§ Your goal
Copy every line below precisely as it appears.

Content starts

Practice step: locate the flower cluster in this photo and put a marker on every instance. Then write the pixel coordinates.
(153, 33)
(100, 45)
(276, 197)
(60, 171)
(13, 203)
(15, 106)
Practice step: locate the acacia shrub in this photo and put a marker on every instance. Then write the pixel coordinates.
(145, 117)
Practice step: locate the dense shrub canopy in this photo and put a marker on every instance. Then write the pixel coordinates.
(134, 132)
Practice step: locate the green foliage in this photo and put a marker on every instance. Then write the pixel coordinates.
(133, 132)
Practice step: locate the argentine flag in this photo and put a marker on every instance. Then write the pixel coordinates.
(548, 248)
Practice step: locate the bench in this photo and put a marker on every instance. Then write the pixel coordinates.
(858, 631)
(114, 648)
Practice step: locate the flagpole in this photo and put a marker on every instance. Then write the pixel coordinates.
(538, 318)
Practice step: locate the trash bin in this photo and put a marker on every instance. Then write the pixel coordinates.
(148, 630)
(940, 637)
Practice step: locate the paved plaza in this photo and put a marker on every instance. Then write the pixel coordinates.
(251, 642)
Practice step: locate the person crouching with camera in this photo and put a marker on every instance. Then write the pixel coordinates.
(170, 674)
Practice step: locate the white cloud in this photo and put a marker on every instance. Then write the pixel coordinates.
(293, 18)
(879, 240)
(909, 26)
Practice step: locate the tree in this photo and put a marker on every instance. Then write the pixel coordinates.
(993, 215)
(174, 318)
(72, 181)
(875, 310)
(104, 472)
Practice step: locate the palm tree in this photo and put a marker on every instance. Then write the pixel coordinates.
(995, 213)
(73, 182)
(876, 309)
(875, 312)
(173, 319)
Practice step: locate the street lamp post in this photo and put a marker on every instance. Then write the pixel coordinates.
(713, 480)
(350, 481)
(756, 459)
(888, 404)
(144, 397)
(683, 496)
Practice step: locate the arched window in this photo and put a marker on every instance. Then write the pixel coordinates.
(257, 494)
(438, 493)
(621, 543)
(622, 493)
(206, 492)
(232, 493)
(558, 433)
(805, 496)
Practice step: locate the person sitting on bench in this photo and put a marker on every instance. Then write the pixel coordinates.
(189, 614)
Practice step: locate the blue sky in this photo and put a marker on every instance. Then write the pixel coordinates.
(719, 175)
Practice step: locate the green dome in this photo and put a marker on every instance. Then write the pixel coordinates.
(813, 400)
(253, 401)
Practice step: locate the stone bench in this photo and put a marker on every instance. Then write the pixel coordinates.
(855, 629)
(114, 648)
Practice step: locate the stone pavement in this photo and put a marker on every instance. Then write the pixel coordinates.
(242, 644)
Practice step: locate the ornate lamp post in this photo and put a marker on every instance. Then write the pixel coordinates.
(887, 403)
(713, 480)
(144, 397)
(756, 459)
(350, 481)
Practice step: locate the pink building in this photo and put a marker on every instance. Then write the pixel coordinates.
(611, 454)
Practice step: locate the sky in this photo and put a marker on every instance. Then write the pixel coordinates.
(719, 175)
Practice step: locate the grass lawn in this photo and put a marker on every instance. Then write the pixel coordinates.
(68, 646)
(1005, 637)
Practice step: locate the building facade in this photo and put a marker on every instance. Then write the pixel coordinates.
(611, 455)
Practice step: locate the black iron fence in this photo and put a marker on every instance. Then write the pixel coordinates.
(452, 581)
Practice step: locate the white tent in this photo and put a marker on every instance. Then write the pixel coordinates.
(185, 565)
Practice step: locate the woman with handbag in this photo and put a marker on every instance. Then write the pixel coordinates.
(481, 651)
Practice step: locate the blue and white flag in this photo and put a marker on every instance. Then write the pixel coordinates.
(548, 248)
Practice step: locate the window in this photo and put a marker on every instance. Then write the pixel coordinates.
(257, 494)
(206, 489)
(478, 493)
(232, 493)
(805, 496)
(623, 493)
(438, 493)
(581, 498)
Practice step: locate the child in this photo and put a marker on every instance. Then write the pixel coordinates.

Content ends

§ Answer area
Practice step: locate the flower cluster in this photo and put a marker on every instance. Then write the pixel coordinates.
(153, 33)
(100, 45)
(276, 197)
(60, 171)
(13, 203)
(15, 106)
Practice step: locate the acacia shrub in this photo and put a marker on every instance. Then write the pixel coordinates.
(145, 117)
Practice step: locate the dense shrub canopy in this photo and put a marker on every instance. Then write the pixel coordinates.
(134, 132)
Practice step: locate the green foliage in this photo and put a marker on every instance. Then write the pixel coordinates.
(133, 132)
Practice step: locate the argentine flag in this photo and put a marker on every instance. Then write the pixel coordinates.
(548, 248)
Practice step: locate the bench in this photo and put a marker on every instance. Then write the pixel coordinates.
(858, 631)
(114, 648)
Practice step: locate the flagpole in this photo and put a marker on every instance. Then write the pixel coordinates.
(538, 318)
Practice step: locate the trash bin in this photo and put a marker on every instance. Then write the pixel coordinates.
(148, 630)
(940, 637)
Practice step: locate the paved plaza in this photo and put a marker on every instance. Then write the pixel coordinates.
(251, 642)
Practice step: locate the person crouching with camera in this photo and put a marker on every instance. Then write the pixel coordinates.
(170, 674)
Practice step: locate the white cloud in this photo and put a marker on every instance. Then write the pixel coordinates.
(293, 18)
(879, 240)
(909, 26)
Practice step: locate the tree in this photo and put a marker on every instance. Then write the pixel coordinates.
(993, 215)
(174, 318)
(72, 181)
(875, 310)
(104, 472)
Practice step: locate the palm tree in this photo and put a marker on every instance. Then write the pixel coordinates.
(995, 213)
(73, 182)
(876, 309)
(875, 312)
(173, 319)
Practice step: locate the street lamp post in this photo and put a marker on every instance. Then write the pixel coordinates.
(713, 480)
(350, 481)
(756, 459)
(888, 404)
(144, 397)
(683, 496)
Practice step: locate the arched window in this photo and put a marker on every instance. Then write the pixel coordinates.
(257, 494)
(438, 493)
(621, 543)
(622, 493)
(206, 492)
(232, 493)
(558, 433)
(805, 496)
Practice step: locate the person sitting on bench in this photo and put a marker on every instance. Then write the pixel coordinates.
(189, 614)
Practice step: locate the blue sky in this photo and put a marker on every instance. Then write the pixel coordinates.
(719, 175)
Practice step: locate the green dome in this photo and put a marker on every instance. Then write the pixel coordinates.
(813, 400)
(253, 401)
Practice step: locate the stone bench in this photo and put a marker on every instance. Then write the pixel coordinates.
(855, 629)
(114, 648)
Practice step: locate the stone pavement in this photo and put a marker on every instance. Then write the pixel coordinates.
(242, 644)
Practice step: locate the ornate lamp post in this photo and put a marker on every instance. Then write the pixel coordinates.
(887, 403)
(713, 480)
(144, 397)
(756, 459)
(350, 481)
Practice step: locate the pink building in this photo and put a marker on every instance. Then write the pixel coordinates.
(611, 454)
Practice step: locate the sky in this photo and put a marker on every instance. Then write the pixel coordinates.
(719, 175)
Practice step: locate the grass lawn in this photo and put a marker on every instance. Then write the pixel coordinates.
(68, 646)
(1005, 637)
Practice step: locate the building facade in this photo and put a marker on every instance. Then write the pixel coordinates.
(611, 455)
Practice step: locate the black iron fence in this photo and put a marker on every instance. Then write the pixel coordinates.
(452, 581)
Practice step: locate the white tent in this photo and put a marker on every instance. Then write the pixel coordinates.
(185, 565)
Practice step: locate the woman with handbag in this photo and put a marker on every instance. Then write the pixel coordinates.
(481, 651)
Practice step: locate the blue and white flag in this photo and put a marker on every instance. Then write the pixel coordinates.
(548, 248)
Practice step: locate the window in this photo and put a marker on every instance. Then write the pixel coordinates.
(257, 494)
(206, 489)
(478, 493)
(232, 493)
(805, 496)
(623, 493)
(438, 493)
(581, 498)
Practice step: locate the child in this photo and put a marker on every instance. Then write the pixel coordinates.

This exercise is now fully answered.